- **Source text**:
'''

The J.F. Shea Co. on Wednesday agreed to pay a $3.25-million settlement to 39 of 141 families living near the McColl toxic waste dump who have claimed in lawsuits that they should have been warned about the landfill and its hazards.
Shea's settlement, the largest single one to date in the case, brings the total settlement amount, to be paid by 11 defendants, to $8.75 million, said Jeffrey A. Matz, one of four attorneys representing plaintiff families.
The agreement must still be approved by Orange County Superior Court Judge Jerrold S. Oliver, as must last week's $2.5-million settlement by the City of Fullerton with all 141 families. If both are approved, it would effectively mean the end of nearly five years of litigation for the 39 families in the Fullerton Crest tract built by Shea, Matz said.
"I'm delighted for my clients because I think this will provide a huge relief for them," Matz said. "It means that soon they can go about their business, move out of the neighborhood and forget about McColl."
The Shea settlement works out to $83,333 per family in the Fullerton Crest cases.
Matz estimated that when the $8.75 million is apportioned, each of the 39 Fullerton Crest families would "end up with a gross recovery of $115,000 to $120,000 per family."
He has said previously that he expects all families to recover "at least $30,000 to $40,000" in damages. With additional settlements from the remaining defendants, the amount could be higher.
Alan Beardsley, an attorney representing the Walnut-based development company confirmed the amount of the settlement but would not comment further.
"Shea has requested that its attorneys not comment on the matter to the press," Beardsley explained Wednesday. "But a settlement certainly would not be admission of guilt on Shea's part."
A Shea company attorney, David P. Yaffe of Universal City, did not return telephone calls.
Shea's settlement leaves two defendants and 102 families as plaintiffs in the complex legal case whose trial was expected to take up to two years.
One defendant is the William Lyon Co., developer of the Island and Meadows tracts to the southwest and northeast of the abandoned dump. The second is the Fullerton Hills Development Co., a joint venture formed by Lyon and the Chevron Land and Development Co. to build the Meadows development. Matz said settlement negotiations are continuing with attorneys for both. A trial that initially involved most of the defendants was scheduled to begin March 10 but has been delayed pending appeals on court rulings.
Many sources knowledgeable about the case say the Lyon Co. is not inclined to settle. But others say the prospect of facing a jury in a protracted trial over a toxic waste site may push the company to cut its losses.

'''

- **Provided material**:
'''

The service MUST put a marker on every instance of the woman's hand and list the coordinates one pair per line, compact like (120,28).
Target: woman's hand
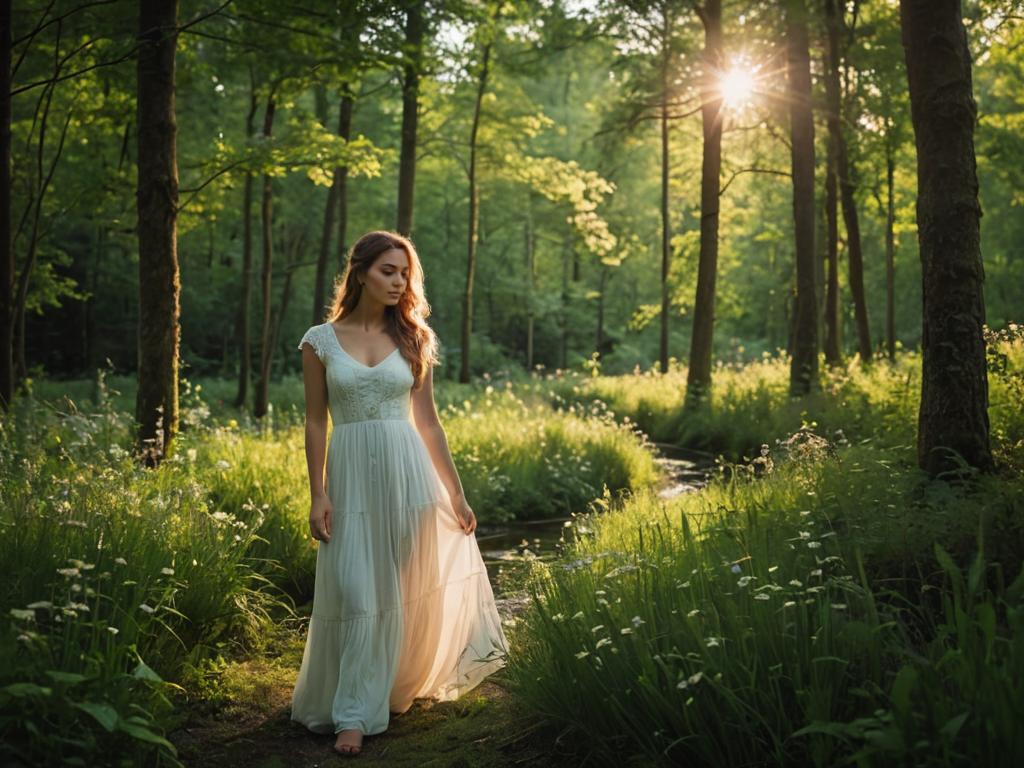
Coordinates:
(320,517)
(465,515)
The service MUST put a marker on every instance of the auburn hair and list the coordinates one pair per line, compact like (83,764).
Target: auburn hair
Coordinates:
(406,321)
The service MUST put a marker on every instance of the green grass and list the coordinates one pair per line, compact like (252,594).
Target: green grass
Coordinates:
(119,578)
(822,604)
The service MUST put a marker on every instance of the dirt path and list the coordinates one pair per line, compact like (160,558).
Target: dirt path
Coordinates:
(243,720)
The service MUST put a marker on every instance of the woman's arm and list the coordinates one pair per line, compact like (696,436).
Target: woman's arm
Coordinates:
(314,381)
(430,429)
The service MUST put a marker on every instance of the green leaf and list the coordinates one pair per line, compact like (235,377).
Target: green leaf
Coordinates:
(952,726)
(66,677)
(142,671)
(105,715)
(19,690)
(906,678)
(144,734)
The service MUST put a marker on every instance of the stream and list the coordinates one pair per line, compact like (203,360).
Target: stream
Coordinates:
(508,548)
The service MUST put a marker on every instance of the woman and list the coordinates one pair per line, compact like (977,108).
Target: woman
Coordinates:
(402,607)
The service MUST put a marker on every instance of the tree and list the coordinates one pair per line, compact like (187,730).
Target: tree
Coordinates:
(844,171)
(413,55)
(953,416)
(486,35)
(159,332)
(804,367)
(6,250)
(698,374)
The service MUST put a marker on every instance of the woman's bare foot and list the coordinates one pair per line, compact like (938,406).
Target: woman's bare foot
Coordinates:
(349,741)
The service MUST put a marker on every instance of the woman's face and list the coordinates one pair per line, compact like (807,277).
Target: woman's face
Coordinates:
(387,278)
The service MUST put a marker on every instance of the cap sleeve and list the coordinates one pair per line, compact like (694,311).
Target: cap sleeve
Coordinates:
(314,337)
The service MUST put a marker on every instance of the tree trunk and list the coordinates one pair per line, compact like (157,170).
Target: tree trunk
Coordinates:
(6,247)
(159,286)
(804,368)
(530,284)
(663,350)
(266,227)
(345,131)
(244,332)
(467,297)
(953,415)
(701,340)
(834,353)
(890,249)
(410,103)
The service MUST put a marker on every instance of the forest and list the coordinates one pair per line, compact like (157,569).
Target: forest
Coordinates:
(729,300)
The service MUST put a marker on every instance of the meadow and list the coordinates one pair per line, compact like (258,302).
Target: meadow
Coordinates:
(820,602)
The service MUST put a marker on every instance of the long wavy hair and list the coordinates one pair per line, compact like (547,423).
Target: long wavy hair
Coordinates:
(406,321)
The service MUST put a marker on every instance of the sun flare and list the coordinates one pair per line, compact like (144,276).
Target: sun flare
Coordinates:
(737,87)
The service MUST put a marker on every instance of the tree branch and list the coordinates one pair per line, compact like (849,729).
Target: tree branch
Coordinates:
(770,171)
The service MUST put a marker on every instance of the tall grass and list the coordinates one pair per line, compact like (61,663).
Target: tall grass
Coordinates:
(822,604)
(119,579)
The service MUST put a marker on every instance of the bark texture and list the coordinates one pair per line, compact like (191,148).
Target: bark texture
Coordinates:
(157,199)
(953,415)
(804,367)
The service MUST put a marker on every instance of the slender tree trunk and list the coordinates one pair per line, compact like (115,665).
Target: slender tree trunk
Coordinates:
(890,249)
(266,229)
(834,353)
(415,25)
(243,330)
(701,340)
(6,247)
(345,131)
(530,283)
(663,351)
(320,287)
(953,415)
(804,369)
(855,261)
(467,297)
(159,285)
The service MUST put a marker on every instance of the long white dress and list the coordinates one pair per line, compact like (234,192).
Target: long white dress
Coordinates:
(402,606)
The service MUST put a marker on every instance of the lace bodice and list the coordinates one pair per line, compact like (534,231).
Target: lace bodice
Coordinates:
(355,391)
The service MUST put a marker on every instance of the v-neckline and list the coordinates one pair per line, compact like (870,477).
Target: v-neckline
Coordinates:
(334,333)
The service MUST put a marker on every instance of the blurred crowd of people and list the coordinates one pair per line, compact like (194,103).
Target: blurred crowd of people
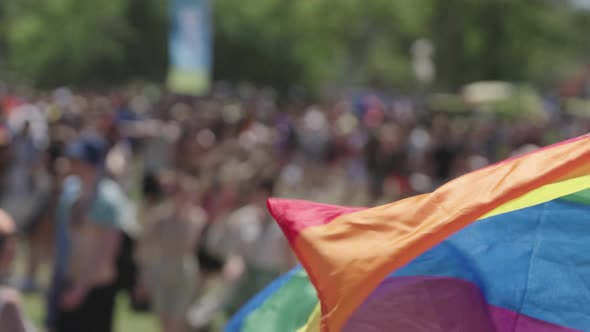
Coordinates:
(156,195)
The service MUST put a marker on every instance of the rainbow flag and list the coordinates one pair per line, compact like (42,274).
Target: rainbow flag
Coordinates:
(505,248)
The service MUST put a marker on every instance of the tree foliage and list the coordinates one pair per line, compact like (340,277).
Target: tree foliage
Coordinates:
(310,43)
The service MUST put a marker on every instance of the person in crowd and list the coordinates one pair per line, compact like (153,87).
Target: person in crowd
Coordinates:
(92,237)
(171,271)
(12,315)
(256,248)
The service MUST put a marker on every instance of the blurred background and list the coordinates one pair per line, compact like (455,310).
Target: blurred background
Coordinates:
(192,112)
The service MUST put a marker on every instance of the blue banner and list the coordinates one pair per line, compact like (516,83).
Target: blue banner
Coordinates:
(190,47)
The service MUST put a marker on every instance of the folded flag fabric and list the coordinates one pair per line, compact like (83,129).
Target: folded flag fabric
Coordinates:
(500,249)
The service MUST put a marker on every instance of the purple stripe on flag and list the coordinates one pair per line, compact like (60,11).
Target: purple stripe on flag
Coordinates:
(437,304)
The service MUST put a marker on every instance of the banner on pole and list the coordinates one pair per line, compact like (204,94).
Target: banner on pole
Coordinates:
(190,47)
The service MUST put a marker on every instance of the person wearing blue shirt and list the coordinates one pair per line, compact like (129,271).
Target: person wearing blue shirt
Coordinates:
(91,220)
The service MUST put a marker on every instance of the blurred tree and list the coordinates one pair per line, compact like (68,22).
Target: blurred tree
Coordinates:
(310,43)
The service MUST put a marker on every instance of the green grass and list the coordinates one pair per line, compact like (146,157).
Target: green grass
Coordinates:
(125,319)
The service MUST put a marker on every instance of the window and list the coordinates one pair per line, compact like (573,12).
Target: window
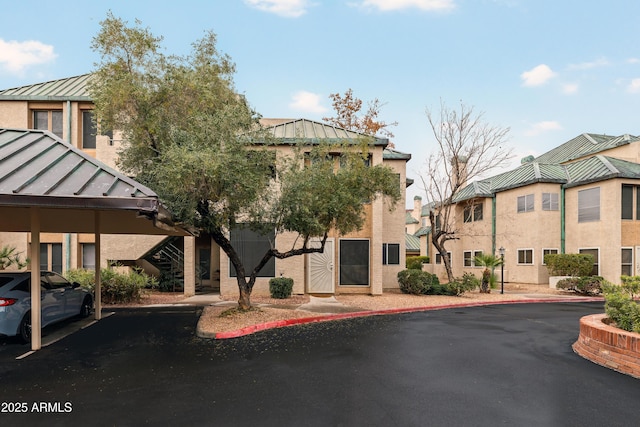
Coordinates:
(51,257)
(548,252)
(88,130)
(589,205)
(627,262)
(50,120)
(477,212)
(627,202)
(354,262)
(88,256)
(525,256)
(526,203)
(473,212)
(251,247)
(391,253)
(550,202)
(467,259)
(596,259)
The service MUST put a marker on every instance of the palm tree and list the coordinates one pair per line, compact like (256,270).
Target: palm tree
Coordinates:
(490,262)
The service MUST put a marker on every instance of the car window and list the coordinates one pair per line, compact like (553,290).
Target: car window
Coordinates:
(56,280)
(23,285)
(5,280)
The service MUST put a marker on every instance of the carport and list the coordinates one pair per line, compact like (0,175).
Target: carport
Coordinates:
(47,185)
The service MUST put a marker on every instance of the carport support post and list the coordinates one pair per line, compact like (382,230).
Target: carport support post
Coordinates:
(36,304)
(98,287)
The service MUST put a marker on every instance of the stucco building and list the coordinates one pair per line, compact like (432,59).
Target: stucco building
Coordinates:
(64,108)
(581,197)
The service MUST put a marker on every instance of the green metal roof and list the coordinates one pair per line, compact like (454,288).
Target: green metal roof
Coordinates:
(69,89)
(592,169)
(303,129)
(390,154)
(584,145)
(408,219)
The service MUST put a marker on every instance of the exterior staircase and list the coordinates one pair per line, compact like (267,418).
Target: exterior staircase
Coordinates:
(168,257)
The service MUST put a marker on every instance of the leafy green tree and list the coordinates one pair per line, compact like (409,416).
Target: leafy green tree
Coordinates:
(193,139)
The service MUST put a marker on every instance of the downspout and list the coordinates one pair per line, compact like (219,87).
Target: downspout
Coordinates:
(67,236)
(493,224)
(562,221)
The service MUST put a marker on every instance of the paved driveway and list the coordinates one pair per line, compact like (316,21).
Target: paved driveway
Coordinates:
(483,366)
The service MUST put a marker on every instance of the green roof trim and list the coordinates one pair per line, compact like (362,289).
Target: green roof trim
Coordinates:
(68,89)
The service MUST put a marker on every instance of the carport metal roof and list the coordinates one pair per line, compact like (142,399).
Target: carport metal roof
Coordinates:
(37,169)
(47,185)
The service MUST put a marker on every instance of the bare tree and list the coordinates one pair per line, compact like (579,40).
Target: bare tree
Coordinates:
(466,149)
(348,108)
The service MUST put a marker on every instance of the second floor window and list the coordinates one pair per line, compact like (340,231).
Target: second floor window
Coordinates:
(550,202)
(525,203)
(473,212)
(589,205)
(50,120)
(88,130)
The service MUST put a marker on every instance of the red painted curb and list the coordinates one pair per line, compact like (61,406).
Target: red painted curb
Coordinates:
(327,317)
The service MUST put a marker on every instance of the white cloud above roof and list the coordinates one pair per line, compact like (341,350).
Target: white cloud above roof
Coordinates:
(537,76)
(285,8)
(389,5)
(307,102)
(15,56)
(634,86)
(601,62)
(541,127)
(570,88)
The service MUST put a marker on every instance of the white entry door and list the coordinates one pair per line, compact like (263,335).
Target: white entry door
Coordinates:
(320,275)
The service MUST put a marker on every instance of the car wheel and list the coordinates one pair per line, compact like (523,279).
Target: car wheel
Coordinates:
(24,331)
(87,307)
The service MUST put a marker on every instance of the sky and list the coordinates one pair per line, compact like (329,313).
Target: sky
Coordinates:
(549,70)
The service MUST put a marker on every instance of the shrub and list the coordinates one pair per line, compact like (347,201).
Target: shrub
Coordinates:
(588,285)
(459,286)
(280,287)
(415,262)
(569,264)
(620,305)
(416,282)
(116,287)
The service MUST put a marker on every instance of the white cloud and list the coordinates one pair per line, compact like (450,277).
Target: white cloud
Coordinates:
(307,101)
(570,88)
(16,56)
(634,86)
(285,8)
(544,126)
(389,5)
(537,76)
(601,62)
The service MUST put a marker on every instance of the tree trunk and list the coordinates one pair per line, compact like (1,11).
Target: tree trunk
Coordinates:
(486,276)
(244,302)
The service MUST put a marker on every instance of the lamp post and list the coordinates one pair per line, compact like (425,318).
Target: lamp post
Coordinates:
(501,250)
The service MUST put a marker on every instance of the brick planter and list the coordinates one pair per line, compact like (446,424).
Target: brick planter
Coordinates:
(610,347)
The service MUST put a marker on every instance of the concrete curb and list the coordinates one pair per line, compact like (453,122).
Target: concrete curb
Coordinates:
(328,317)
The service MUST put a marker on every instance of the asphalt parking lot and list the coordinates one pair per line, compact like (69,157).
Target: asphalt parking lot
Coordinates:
(490,365)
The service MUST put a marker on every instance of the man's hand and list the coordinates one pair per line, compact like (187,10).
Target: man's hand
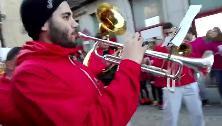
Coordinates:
(133,49)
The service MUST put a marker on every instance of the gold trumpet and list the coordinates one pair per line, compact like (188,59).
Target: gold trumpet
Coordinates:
(205,62)
(112,21)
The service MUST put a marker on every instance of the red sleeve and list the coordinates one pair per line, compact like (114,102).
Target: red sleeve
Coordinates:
(121,97)
(46,100)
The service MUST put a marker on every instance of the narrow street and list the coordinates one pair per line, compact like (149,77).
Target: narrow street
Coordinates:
(152,116)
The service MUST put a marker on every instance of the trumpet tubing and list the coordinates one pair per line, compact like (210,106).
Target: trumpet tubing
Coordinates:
(205,62)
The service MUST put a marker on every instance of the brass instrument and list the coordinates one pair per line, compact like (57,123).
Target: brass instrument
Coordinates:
(205,62)
(112,21)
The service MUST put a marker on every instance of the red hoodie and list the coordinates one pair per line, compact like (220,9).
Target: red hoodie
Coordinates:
(8,111)
(51,90)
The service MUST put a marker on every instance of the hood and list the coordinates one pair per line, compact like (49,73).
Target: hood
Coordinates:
(38,49)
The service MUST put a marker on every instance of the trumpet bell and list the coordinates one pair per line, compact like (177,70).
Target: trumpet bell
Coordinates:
(111,20)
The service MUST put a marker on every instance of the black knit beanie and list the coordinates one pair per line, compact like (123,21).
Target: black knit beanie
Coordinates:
(34,14)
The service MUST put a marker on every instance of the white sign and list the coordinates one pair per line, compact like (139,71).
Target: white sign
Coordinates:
(184,25)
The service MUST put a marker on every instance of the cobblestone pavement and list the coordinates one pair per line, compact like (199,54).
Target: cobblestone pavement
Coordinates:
(152,116)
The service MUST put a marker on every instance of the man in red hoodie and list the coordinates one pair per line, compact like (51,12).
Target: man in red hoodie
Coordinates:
(50,88)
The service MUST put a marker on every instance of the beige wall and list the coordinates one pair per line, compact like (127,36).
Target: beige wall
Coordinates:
(13,32)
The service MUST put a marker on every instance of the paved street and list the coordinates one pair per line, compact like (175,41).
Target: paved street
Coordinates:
(152,116)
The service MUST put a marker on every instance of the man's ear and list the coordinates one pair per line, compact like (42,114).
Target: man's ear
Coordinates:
(45,27)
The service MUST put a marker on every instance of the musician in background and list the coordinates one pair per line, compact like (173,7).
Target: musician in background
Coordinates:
(8,111)
(212,41)
(186,89)
(51,88)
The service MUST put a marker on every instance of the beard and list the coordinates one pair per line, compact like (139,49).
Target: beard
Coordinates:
(60,37)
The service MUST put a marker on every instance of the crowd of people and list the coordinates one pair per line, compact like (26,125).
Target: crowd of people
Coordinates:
(51,81)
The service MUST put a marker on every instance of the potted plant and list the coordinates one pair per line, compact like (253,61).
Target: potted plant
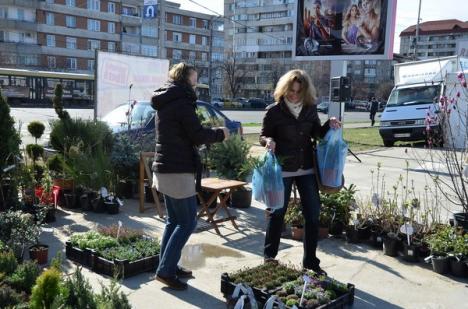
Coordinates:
(295,219)
(231,160)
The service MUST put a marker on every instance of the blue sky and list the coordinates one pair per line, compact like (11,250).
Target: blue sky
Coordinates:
(407,11)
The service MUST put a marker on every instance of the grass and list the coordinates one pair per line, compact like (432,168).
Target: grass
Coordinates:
(359,139)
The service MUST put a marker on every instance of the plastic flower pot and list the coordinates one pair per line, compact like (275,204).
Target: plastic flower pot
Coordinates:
(440,264)
(39,253)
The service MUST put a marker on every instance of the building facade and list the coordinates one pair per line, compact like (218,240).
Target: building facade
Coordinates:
(259,40)
(436,38)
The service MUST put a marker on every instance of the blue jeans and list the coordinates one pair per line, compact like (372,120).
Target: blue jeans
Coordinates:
(310,200)
(180,223)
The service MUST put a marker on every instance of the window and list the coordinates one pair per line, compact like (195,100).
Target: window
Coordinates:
(94,44)
(177,37)
(148,50)
(177,54)
(50,18)
(94,5)
(51,63)
(91,65)
(111,27)
(94,25)
(20,14)
(111,7)
(71,42)
(192,39)
(71,63)
(70,21)
(177,19)
(147,30)
(51,40)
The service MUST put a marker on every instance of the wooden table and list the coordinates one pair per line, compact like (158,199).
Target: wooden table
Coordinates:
(216,186)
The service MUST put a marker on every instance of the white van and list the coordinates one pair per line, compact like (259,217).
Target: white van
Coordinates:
(418,88)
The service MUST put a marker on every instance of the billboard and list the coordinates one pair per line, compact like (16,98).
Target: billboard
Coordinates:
(344,29)
(120,78)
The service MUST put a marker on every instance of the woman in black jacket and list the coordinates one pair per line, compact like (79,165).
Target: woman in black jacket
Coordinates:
(290,129)
(177,166)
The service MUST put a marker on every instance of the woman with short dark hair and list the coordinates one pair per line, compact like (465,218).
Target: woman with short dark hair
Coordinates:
(177,166)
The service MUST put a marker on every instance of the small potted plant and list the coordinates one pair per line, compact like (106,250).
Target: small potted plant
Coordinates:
(295,219)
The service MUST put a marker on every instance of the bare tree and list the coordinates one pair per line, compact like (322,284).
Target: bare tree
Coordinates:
(234,74)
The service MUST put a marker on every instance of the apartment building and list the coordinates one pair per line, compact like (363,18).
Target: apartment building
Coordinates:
(437,38)
(259,38)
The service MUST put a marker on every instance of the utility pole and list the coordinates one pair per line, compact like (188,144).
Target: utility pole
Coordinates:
(416,40)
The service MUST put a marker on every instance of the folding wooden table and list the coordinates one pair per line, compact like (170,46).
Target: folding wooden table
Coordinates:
(216,186)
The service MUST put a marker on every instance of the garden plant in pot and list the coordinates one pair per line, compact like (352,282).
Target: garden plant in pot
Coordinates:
(231,160)
(295,219)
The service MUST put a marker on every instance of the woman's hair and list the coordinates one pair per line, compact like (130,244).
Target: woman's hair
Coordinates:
(180,72)
(308,93)
(347,19)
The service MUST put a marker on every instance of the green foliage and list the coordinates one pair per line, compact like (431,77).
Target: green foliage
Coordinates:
(293,214)
(36,129)
(24,277)
(88,134)
(231,158)
(77,292)
(124,158)
(112,298)
(35,151)
(47,288)
(93,240)
(8,263)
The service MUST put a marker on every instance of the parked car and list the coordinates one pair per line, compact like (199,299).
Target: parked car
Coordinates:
(323,107)
(142,118)
(257,103)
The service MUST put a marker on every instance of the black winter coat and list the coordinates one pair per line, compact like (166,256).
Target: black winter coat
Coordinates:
(294,138)
(178,130)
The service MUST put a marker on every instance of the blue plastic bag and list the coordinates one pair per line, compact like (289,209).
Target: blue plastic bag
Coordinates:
(267,182)
(331,157)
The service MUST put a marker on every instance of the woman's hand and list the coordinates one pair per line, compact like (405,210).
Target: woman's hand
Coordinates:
(335,123)
(270,144)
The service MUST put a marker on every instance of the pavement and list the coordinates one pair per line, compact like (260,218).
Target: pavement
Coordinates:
(381,281)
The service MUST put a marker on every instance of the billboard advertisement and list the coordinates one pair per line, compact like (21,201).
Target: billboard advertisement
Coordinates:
(344,29)
(120,78)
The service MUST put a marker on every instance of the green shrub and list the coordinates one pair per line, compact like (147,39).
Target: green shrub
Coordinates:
(112,298)
(34,151)
(8,263)
(76,292)
(25,276)
(36,129)
(47,288)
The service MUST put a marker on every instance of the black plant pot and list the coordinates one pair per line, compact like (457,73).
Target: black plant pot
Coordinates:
(391,245)
(241,198)
(461,219)
(410,252)
(441,264)
(458,268)
(336,228)
(70,200)
(352,234)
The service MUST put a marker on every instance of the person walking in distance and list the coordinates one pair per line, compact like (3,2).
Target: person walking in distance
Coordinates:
(373,110)
(177,166)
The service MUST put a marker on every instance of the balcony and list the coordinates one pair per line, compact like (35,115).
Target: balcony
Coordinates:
(18,24)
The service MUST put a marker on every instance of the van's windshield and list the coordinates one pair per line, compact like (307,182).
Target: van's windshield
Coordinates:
(414,96)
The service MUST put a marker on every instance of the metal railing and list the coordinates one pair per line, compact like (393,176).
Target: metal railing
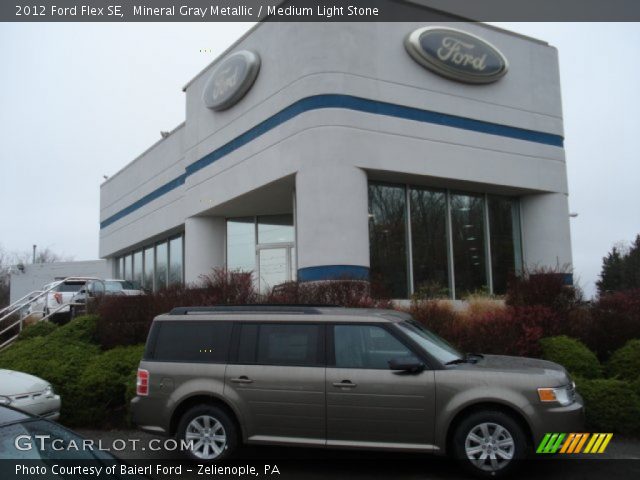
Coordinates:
(27,301)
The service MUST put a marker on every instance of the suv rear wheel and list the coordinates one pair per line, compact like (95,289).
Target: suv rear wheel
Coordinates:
(212,432)
(489,442)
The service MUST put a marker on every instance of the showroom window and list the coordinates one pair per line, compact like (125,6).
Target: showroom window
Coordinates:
(175,261)
(154,266)
(388,239)
(441,243)
(137,267)
(264,246)
(467,237)
(149,266)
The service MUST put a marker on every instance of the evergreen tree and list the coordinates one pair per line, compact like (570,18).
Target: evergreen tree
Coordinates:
(620,269)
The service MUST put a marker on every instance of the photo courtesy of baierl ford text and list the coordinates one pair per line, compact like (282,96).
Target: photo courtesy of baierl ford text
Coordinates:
(319,239)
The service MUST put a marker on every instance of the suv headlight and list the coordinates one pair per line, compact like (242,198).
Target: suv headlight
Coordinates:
(562,395)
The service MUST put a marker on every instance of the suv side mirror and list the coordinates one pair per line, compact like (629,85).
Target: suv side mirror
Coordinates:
(410,365)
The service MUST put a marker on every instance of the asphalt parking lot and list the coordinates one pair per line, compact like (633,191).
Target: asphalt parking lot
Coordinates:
(620,461)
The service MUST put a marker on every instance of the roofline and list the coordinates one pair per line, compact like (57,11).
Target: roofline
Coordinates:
(222,55)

'''

- **Task requirements**:
• A. In the article on the McColl dump lawsuits, how much did the City of Fullerton agree to pay in its settlement?
• B. In the McColl dump article, rename a development by restating the passage starting at "Shea's settlement leaves" and ending at "cut its losses.", with "Meadows" replaced by "Meadowbrook".
• C. Carry the article on the McColl dump lawsuits forward from its final sentence.

- **Exercise results**:
• A. $2.5 million, to all 141 families

• B.
Shea's settlement leaves two defendants and 102 families as plaintiffs in the complex legal case whose trial was expected to take up to two years.
One defendant is the William Lyon Co., developer of the Island and Meadowbrook tracts to the southwest and northeast of the abandoned dump. The second is the Fullerton Hills Development Co., a joint venture formed by Lyon and the Chevron Land and Development Co. to build the Meadowbrook development. Matz said settlement negotiations are continuing with attorneys for both. A trial that initially involved most of the defendants was scheduled to begin March 10 but has been delayed pending appeals on court rulings.
Many sources knowledgeable about the case say the Lyon Co. is not inclined to settle. But others say the prospect of facing a jury in a protracted trial over a toxic waste site may push the company to cut its losses.

• C.
Lyon attorneys also have challenged many of the previous settlements on the grounds that the amounts did not correspond with each defendant's share of liability. The California Supreme Court has upheld some of the settlements, including one for $1.4 million agreed to by seven oil companies that deposited refinery waste at the dump during the 1940s.
The dump was created during World War II, when oil companies producing high-octane aviation fuel deposited refinery wastes in 12 sumps on land leased by oil industry consultant Eli McColl. Oil-drilling muds were added later to six of the sumps, which McColl later purchased.
The dump is now beneath a vacant field and part of a golf course on the Los Coyotes Country Club. It is bordered on three sides by expensive homes in northwest Fullerton.
State health officials have determined that the refinery sludge contains sulfuric acid, benzene and arsenic, all highly toxic. Before a canvas covering and layers of earth were placed over the sumps, nearby residents complained that the sulfur dioxide fumes caused headaches, nausea and respiratory problems, mainly during the summer months.
After years of lobbying and studies, a $26.5-million federal Superfund cleanup project was set to remove the foul-smelling sludge and contaminated dirt to a disposal site in Kern County. But cleanup plans were stalled last May 31, when a Superior Court judge ordered a state environmental impact study. The study, now under way, is expected to take at least 12 months to complete.
Not all families are involved in all settlements, but all families are expected to share in about $4.5 million of the $8.75-million total, Matz said Wednesday.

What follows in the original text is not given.